◆ Trecho fornecido
Necessitamos de reforma urgente que adeque a real capacidade contributiva e a destinação correta da arrecadação.
izildinha elisa barbon, 13 anos atrás
Parabens pela sua entrevista refente a arrecadação tributaria, que sua destinação crie mecanismo para protegermos nosso planeta e o futuro das novas gerações
Mauricio Alves, 13 anos atrás
Louváveis são contribuições como esta entrevista da Dra.Janaina D.Varalli.
Em vedade, suponho que não necessitamos chegar a uma profunda e extensa reforma tributária ambiental.
Há de se ter em mente, que o Direito ambiental deve ter por princípio não ser um instrumento de perseguição aos ruralistas, mas voltado a um ordenamento racional e incentivador.
O proprietário de terras hoje paga um “tributo” muito elevado pelo o que não fez… Recebeu a culpa transferida de seus antecessores.
Aliás, não se pode perder de vista ainda as políticas públicas de outrora de incentivos aos desmatamentos indiscriminados, aos esgotamentos das várzeas, instituído no Programa PROVARZEAS, à pesada tributação de florestas(?).

◆ Informações apresentadas
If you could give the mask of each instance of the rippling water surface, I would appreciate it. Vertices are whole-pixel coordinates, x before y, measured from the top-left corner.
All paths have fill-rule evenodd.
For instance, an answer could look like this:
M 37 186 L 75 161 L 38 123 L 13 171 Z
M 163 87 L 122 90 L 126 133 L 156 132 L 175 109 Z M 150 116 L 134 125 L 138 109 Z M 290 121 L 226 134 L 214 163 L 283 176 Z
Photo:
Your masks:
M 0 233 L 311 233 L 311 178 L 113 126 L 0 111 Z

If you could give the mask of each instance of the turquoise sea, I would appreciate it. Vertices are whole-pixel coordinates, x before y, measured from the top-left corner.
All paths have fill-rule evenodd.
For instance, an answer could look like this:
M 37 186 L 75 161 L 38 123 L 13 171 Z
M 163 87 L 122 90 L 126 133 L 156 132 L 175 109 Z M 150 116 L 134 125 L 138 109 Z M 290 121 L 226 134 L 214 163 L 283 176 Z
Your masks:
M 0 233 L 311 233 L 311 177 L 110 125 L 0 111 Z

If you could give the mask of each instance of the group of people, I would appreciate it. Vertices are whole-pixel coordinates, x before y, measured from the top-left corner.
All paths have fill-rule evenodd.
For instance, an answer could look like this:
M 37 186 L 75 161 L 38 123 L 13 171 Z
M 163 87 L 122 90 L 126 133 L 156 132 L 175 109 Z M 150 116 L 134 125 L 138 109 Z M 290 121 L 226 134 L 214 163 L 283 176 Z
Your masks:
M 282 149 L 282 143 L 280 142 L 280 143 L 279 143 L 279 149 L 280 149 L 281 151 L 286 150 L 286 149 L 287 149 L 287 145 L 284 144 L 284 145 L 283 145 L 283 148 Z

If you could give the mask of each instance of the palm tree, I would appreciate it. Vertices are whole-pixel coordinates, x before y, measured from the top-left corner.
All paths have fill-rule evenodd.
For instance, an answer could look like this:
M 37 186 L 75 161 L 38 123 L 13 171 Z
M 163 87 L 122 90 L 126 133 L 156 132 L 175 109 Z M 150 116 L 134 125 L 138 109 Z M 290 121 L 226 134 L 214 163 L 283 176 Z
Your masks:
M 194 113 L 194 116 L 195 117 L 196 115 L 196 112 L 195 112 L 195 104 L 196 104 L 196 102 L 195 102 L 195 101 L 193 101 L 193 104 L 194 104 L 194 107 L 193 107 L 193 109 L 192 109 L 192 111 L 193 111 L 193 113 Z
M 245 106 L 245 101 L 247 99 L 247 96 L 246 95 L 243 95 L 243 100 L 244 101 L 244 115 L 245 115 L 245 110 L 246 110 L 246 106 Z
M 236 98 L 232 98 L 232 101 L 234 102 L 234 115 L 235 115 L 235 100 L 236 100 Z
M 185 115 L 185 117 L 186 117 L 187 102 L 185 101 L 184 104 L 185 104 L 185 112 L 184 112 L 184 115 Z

◆ Partes do exercício
(1) Segundo o trecho sobre tributação ambiental, em qual programa foi instituído o esgotamento das várzeas?
(2) Redija a continuação do trecho sobre tributação ambiental, partindo da última frase apresentada.

◆ Respostas por tarefa
(1) No Programa PROVARZEAS.

(2)
O proprietário de terra precisa é de incentivo fiscal e não ser judiado, conforme já ocorre em órbitas municipais.
Por que não se remunera, generalizadamente, aqueles que cuidam das águas e do ar, essenciais à humanidade?
É muito mais simples, racional e produtivo adotar-se um procedimento incentivador.
É preciso premiar esses beneméritos agentes ocultos ao invés de constrangê e vexá-los.
Sugiro que se “abra a roda”, porquanto há muito que se aprender…
Parabéns!
Clara, 13 anos atrás
Excelente entrevista.Estava pesquisando sobre o tema e me esclareceu muito!Parabéns!